■ **What you have to do**
Below is a block of records; repeat all of them exactly.

* Begin Items *

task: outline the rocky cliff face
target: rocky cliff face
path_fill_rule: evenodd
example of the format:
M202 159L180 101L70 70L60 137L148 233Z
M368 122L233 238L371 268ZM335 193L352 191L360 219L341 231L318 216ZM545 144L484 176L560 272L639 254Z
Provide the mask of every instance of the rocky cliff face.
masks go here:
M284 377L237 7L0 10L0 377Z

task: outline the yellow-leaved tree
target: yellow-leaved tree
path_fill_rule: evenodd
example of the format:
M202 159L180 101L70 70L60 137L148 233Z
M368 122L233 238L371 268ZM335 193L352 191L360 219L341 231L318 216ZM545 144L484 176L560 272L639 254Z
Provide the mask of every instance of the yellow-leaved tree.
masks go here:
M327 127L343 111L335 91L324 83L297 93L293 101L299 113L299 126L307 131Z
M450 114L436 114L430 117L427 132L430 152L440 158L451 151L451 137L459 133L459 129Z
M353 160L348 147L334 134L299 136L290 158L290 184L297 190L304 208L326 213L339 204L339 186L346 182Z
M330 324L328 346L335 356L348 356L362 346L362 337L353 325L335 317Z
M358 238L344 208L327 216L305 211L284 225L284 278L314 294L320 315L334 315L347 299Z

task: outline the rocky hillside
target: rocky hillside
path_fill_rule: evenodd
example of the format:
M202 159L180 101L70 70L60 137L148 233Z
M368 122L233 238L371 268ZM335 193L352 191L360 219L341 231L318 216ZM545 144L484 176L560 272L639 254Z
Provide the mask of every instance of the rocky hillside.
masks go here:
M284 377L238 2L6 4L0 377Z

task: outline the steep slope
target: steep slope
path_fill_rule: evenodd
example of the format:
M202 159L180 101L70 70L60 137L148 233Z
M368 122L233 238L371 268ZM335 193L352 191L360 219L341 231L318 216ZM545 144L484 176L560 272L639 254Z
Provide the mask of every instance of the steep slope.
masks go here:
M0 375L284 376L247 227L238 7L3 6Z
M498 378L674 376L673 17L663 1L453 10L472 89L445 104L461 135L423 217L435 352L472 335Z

* End Items *

■ **Solution to this exercise**
task: outline the rocky cliff face
target: rocky cliff face
path_fill_rule: evenodd
example of the format:
M202 159L180 101L70 70L60 137L148 233Z
M368 122L233 238L371 268ZM335 193L352 191L360 219L341 231L318 216ZM545 144L484 176L560 272L639 254Z
Provide the mask of every instance of the rocky cliff face.
masks go here:
M284 377L237 7L0 10L0 377Z

task: outline the yellow-leaved tree
target: yellow-leaved tree
path_fill_rule: evenodd
example of the format:
M202 159L180 101L70 70L60 137L148 233Z
M368 122L233 238L371 268ZM335 193L352 191L360 219L341 231L318 216ZM545 144L484 176L560 272L639 254Z
Provide the mask of every instance of the yellow-leaved tree.
masks go here:
M327 127L343 111L335 91L324 83L297 93L293 101L299 113L299 126L307 131Z
M450 114L436 114L430 117L427 132L430 152L440 158L451 151L451 137L459 133L459 129Z
M353 160L348 147L334 134L299 136L290 158L290 184L297 190L304 208L326 213L339 204L339 186L346 182Z
M330 324L328 346L335 356L348 356L362 346L362 337L353 325L335 317Z
M358 238L344 208L327 216L305 211L284 225L284 278L314 294L320 315L334 315L347 299Z

task: outline the rocky hillside
target: rocky hillside
path_fill_rule: evenodd
example of the format:
M202 159L180 101L70 70L60 137L148 233Z
M368 122L233 238L371 268ZM335 193L352 191L360 219L341 231L318 216ZM545 144L484 176L560 272L639 254Z
Provide the mask of every instance of the rocky hillside.
masks go here:
M284 377L238 2L6 4L0 377Z

task: outline the steep slope
target: steep slope
path_fill_rule: evenodd
example of the format:
M202 159L180 101L70 70L60 137L148 233Z
M368 122L233 238L371 268ZM335 193L352 191L360 219L341 231L318 216ZM545 144L484 176L560 272L639 254Z
Provide the mask of every instance of the steep slope.
masks go here:
M0 375L284 376L247 227L238 7L3 6Z
M498 378L674 376L673 17L663 1L453 10L472 89L445 104L461 135L423 217L435 352L472 335Z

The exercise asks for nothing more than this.